(Pointing and labeling entries)

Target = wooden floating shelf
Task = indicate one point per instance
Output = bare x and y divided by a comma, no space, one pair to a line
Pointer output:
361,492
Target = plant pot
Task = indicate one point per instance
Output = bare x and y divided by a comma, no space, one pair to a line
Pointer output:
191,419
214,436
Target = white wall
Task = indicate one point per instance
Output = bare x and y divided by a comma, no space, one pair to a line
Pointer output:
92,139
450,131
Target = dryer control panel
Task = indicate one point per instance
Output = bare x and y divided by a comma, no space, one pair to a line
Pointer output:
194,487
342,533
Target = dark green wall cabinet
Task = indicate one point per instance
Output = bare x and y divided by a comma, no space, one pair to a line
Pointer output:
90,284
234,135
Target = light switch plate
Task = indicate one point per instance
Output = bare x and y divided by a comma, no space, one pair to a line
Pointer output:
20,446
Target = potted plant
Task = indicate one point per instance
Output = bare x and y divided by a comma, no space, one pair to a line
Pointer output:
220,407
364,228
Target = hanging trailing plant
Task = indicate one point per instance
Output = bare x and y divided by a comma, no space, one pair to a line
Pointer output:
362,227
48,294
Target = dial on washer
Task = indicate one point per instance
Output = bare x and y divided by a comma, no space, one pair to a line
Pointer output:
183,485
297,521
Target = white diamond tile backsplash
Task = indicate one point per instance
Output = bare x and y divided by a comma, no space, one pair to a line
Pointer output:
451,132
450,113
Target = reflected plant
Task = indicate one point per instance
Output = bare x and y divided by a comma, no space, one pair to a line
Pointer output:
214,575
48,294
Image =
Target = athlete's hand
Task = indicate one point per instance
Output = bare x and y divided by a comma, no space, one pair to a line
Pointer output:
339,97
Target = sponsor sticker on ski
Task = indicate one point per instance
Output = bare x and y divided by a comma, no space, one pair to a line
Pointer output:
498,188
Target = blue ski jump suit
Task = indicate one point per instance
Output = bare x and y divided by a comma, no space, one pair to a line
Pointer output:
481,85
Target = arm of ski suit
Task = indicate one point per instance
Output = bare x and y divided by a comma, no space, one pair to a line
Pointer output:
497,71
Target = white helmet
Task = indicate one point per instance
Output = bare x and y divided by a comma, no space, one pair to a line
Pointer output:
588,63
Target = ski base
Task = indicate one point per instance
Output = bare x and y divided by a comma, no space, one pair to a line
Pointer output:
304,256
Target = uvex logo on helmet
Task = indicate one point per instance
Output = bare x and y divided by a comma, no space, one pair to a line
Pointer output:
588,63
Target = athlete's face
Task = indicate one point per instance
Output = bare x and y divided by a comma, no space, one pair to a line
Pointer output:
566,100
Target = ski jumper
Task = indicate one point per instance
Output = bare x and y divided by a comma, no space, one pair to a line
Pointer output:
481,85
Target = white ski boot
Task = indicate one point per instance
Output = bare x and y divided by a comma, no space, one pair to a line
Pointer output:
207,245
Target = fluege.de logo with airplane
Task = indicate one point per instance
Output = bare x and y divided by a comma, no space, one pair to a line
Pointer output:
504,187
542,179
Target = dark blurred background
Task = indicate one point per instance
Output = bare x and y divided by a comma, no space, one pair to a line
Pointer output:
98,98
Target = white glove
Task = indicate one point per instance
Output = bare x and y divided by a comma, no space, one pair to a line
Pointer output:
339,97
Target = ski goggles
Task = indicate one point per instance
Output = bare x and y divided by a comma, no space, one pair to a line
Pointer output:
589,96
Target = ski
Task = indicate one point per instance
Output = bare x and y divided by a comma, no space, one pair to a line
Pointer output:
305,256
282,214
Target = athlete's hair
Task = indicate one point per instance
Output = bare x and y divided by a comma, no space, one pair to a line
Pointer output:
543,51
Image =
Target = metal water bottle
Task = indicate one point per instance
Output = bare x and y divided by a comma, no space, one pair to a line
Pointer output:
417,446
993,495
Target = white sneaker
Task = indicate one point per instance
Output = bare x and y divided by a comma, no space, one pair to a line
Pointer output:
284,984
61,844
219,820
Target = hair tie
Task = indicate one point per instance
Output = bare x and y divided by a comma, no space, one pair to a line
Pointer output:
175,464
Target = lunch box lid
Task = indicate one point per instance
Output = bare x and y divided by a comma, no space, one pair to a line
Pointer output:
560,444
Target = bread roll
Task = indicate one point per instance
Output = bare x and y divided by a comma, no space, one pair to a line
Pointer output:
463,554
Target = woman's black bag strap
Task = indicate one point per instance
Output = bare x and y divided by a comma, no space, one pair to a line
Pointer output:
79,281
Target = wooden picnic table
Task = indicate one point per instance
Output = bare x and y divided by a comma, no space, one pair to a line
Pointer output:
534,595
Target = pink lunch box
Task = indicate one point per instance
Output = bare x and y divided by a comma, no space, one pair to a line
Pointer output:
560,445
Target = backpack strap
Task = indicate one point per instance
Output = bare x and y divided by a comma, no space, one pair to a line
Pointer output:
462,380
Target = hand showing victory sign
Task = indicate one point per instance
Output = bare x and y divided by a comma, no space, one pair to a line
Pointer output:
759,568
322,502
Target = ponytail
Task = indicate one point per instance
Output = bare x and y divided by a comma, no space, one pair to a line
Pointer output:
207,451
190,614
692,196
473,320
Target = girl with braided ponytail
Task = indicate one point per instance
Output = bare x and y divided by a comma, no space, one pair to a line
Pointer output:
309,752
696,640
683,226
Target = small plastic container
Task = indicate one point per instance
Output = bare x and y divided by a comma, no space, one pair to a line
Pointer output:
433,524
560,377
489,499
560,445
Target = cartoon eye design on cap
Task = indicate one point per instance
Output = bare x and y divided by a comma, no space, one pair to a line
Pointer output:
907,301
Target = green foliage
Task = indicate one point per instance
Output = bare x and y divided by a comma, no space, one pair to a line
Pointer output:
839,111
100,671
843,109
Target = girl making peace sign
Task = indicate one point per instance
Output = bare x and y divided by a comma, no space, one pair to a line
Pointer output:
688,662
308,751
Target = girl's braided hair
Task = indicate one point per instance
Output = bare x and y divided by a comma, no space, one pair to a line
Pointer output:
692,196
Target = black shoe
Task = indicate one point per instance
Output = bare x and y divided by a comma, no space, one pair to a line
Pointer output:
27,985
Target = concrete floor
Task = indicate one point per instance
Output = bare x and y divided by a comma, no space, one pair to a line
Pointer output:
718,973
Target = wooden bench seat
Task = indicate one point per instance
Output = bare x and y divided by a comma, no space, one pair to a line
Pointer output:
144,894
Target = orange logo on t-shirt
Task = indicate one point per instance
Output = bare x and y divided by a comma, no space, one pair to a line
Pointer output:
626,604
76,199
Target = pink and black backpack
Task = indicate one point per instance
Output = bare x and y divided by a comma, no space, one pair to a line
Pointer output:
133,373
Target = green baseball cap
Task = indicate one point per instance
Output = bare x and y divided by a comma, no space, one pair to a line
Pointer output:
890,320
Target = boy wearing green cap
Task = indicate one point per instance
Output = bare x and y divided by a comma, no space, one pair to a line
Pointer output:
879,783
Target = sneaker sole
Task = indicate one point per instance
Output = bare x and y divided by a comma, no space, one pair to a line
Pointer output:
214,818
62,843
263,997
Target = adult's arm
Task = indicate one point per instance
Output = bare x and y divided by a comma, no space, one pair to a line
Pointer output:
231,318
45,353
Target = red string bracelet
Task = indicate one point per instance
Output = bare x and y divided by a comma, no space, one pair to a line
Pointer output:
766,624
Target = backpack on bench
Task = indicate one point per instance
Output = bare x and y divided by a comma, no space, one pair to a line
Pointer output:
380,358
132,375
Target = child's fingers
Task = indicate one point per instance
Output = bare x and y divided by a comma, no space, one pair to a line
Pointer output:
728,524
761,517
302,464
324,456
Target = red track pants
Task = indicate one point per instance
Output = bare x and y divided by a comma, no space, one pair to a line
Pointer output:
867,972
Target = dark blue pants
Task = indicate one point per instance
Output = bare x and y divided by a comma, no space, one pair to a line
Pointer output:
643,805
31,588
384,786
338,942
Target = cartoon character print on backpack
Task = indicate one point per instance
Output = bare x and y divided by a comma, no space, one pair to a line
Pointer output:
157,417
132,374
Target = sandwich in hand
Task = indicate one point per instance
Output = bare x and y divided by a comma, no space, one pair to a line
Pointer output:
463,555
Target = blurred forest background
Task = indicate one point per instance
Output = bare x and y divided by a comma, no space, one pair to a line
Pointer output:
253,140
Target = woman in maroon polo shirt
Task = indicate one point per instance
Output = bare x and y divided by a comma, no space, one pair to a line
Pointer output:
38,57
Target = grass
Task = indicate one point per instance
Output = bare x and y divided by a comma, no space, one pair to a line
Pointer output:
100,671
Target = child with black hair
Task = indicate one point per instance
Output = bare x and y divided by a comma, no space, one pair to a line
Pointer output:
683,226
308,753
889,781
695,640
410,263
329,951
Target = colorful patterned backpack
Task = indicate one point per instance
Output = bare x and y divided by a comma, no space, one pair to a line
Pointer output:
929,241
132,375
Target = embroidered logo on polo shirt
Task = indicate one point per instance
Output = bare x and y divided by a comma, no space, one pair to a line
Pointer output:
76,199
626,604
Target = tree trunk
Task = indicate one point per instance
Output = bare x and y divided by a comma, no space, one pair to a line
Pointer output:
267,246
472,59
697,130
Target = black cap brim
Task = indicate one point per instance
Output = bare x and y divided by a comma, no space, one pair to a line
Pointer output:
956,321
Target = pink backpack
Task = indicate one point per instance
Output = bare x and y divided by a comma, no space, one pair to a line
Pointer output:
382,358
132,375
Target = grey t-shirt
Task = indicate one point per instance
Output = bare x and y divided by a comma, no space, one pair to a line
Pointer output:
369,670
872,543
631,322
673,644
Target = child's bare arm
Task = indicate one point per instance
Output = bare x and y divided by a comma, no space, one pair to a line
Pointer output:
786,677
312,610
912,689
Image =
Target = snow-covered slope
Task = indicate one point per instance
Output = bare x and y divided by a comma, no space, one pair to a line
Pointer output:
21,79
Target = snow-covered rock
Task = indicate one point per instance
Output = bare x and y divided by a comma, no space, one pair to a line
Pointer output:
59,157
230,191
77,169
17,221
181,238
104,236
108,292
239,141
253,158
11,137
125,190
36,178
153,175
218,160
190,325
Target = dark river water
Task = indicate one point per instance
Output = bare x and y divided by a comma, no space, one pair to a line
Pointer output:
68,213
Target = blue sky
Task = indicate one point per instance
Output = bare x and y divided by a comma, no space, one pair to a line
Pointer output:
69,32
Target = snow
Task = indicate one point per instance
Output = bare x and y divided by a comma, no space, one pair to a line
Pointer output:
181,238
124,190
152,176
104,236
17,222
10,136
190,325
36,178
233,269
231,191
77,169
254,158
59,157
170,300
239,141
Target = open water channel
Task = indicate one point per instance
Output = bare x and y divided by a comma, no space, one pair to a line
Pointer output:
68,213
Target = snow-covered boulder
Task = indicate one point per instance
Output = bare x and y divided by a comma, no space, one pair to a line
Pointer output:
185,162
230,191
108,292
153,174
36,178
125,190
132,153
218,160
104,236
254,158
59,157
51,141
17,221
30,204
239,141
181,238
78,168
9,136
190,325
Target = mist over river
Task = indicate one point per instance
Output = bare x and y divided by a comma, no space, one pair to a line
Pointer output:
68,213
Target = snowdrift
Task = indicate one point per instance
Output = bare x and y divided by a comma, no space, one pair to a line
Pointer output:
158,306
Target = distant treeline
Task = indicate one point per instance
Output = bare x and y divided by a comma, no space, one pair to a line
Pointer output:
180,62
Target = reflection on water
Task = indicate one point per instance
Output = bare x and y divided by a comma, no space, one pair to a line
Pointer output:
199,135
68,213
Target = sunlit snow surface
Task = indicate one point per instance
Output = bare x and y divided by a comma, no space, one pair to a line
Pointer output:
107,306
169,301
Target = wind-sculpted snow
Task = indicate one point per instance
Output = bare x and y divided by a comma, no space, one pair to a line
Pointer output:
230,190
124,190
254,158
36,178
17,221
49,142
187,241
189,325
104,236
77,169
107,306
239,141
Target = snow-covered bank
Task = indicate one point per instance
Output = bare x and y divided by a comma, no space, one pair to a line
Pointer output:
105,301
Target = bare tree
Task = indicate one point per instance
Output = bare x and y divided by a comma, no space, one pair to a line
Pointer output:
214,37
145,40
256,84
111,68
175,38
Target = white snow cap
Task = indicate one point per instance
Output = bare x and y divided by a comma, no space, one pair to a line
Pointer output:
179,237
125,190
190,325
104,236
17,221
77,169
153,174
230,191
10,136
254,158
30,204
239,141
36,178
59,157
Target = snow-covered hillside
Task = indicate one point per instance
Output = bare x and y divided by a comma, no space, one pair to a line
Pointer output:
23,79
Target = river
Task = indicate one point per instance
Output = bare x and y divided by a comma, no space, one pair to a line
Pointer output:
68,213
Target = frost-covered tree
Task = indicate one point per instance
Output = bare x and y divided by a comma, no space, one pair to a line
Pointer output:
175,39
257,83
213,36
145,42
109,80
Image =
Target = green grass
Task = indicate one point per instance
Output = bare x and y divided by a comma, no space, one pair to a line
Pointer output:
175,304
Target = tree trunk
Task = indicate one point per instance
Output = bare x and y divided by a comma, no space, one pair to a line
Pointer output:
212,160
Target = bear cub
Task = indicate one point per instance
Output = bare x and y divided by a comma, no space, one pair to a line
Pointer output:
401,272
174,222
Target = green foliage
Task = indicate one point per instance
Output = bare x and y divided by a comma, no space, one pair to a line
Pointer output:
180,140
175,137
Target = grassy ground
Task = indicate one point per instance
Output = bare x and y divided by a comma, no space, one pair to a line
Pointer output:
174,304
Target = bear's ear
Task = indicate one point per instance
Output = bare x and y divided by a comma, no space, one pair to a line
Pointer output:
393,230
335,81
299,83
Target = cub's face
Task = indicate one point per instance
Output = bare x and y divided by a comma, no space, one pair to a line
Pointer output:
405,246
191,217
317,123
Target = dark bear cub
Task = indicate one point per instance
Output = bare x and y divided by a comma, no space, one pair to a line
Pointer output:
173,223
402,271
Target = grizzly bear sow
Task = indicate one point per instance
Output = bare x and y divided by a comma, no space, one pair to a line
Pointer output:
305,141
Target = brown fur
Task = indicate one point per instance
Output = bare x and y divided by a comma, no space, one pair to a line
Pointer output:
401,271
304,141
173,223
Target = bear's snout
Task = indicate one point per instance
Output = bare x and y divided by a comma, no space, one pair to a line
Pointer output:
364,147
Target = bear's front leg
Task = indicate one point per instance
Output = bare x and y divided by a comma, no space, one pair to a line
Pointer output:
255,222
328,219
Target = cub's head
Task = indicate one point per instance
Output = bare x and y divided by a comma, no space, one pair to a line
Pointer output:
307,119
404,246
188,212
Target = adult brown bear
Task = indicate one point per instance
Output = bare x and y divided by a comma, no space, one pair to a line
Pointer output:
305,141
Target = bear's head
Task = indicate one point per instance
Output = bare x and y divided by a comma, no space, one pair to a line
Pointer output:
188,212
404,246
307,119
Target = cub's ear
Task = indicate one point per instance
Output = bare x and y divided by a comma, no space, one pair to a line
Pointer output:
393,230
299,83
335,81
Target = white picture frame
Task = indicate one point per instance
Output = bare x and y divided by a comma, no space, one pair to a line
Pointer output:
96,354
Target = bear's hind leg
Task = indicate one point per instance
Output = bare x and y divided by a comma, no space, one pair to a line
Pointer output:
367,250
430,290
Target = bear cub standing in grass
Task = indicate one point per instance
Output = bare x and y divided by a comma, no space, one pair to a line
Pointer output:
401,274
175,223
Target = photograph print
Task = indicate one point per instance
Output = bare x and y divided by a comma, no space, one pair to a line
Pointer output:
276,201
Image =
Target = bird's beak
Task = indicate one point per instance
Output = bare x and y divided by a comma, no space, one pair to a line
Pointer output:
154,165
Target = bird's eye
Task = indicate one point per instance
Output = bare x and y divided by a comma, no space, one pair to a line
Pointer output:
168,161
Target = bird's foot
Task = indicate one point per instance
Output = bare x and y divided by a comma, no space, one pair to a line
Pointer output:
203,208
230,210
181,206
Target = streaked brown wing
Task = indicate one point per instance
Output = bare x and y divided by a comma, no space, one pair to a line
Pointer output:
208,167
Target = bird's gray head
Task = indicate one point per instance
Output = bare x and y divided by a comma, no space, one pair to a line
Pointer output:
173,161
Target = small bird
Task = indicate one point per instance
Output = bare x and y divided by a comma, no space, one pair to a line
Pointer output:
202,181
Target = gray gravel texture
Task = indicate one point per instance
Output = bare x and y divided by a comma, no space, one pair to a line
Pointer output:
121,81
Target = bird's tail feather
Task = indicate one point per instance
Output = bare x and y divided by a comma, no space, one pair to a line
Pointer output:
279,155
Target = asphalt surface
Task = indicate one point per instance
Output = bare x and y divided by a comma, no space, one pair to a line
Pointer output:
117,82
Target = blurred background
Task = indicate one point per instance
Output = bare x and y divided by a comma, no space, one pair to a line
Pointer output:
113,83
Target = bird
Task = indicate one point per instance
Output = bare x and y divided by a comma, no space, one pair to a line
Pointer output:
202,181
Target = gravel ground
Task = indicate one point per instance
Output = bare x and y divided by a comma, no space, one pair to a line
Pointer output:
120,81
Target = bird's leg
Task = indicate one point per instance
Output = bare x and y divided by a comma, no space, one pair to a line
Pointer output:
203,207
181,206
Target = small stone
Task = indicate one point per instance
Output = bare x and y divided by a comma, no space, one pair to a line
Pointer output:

**WORK TO DO**
Copy the material exactly, from the line containing "Target = bird's tail feather" through the end of the material, including both of those lines.

**WRITTEN REPLY**
Target = bird's tail feather
Task = indicate one point per instance
Output = bare x and y divided by a comma, no space, one pair to a line
Pointer output:
279,155
Target = asphalt surface
Task = indicate one point per instance
Output = bare x and y divided by a comma, no space, one pair to a line
Pointer output:
117,82
Target = blurred background
Task = indicate one point per instance
Output = bare x and y divided by a comma, no space, one pair to a line
Pointer output:
113,83
Target = bird
Task = indicate one point per instance
Output = bare x and y divided by a comma, no space, one pair to a line
Pointer output:
202,181
Target = gravel ground
Task = indicate one point per instance
Output = bare x and y divided by a comma, no space, one pair to a line
Pointer output:
120,81
Target = bird's leg
Task = indicate one point per instance
Output = bare x and y divided by a comma, no space, one pair to a line
Pointer output:
203,207
181,206
Target = small stone
Task = indicate one point per instance
Output = bare x and y divided by a comma, no space, one pair to a line
Pointer output:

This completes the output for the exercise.